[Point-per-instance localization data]
****************************************

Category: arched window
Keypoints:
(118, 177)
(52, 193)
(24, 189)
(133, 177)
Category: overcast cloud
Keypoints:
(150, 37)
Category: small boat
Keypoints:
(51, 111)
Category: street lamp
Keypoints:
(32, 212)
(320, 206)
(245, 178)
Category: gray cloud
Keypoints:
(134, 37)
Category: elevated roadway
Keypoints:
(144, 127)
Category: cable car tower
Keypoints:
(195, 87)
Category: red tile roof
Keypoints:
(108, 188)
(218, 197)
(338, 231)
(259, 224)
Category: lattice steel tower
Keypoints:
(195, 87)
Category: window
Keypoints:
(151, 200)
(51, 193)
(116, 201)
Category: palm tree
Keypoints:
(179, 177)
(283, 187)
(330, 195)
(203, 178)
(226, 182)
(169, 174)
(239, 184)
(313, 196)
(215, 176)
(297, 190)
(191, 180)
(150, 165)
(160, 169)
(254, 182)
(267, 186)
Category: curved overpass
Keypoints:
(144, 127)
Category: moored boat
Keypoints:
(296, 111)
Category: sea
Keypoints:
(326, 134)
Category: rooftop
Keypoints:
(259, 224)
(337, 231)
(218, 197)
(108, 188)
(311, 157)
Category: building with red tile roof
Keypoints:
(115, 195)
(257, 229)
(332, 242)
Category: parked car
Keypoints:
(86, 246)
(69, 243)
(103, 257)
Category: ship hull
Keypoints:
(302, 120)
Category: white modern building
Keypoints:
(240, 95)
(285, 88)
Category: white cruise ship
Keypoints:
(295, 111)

****************************************

WORK REQUIRED:
Please print out every record exactly as it is written.

ANSWER SECTION:
Category: arched window
Keypoints:
(118, 177)
(52, 193)
(24, 189)
(133, 177)
Category: overcast cloud
Keypoints:
(150, 37)
Category: small boat
Keypoints:
(51, 111)
Category: street lamp
Keypoints:
(32, 212)
(320, 206)
(245, 178)
Category: gray cloud
Keypoints:
(134, 37)
Category: elevated roadway
Keypoints:
(144, 127)
Category: cable car tower
Keypoints:
(195, 87)
Category: red tile roof
Keypoints:
(108, 188)
(218, 197)
(338, 231)
(259, 224)
Category: lattice steel tower
Keypoints:
(195, 87)
Category: window
Keypoints:
(151, 200)
(51, 193)
(116, 201)
Category: palm tree
Keypoints:
(179, 177)
(283, 187)
(330, 195)
(203, 178)
(226, 182)
(169, 174)
(239, 184)
(313, 196)
(215, 176)
(297, 190)
(191, 180)
(150, 165)
(160, 169)
(254, 182)
(267, 186)
Category: curved overpass
Keypoints:
(144, 127)
Category: moored boat
Keypoints:
(296, 111)
Category: sea
Keypoints:
(326, 134)
Category: rooftop
Keypoints:
(259, 224)
(337, 231)
(218, 197)
(108, 188)
(311, 157)
Category: building with red tile roof
Keypoints:
(115, 195)
(257, 229)
(332, 242)
Category: parked car
Keypoints:
(86, 246)
(69, 243)
(103, 257)
Category: ship hull
Keypoints:
(302, 120)
Category: white modern building
Keypoints:
(240, 95)
(285, 88)
Category: white cruise ship
Keypoints:
(295, 111)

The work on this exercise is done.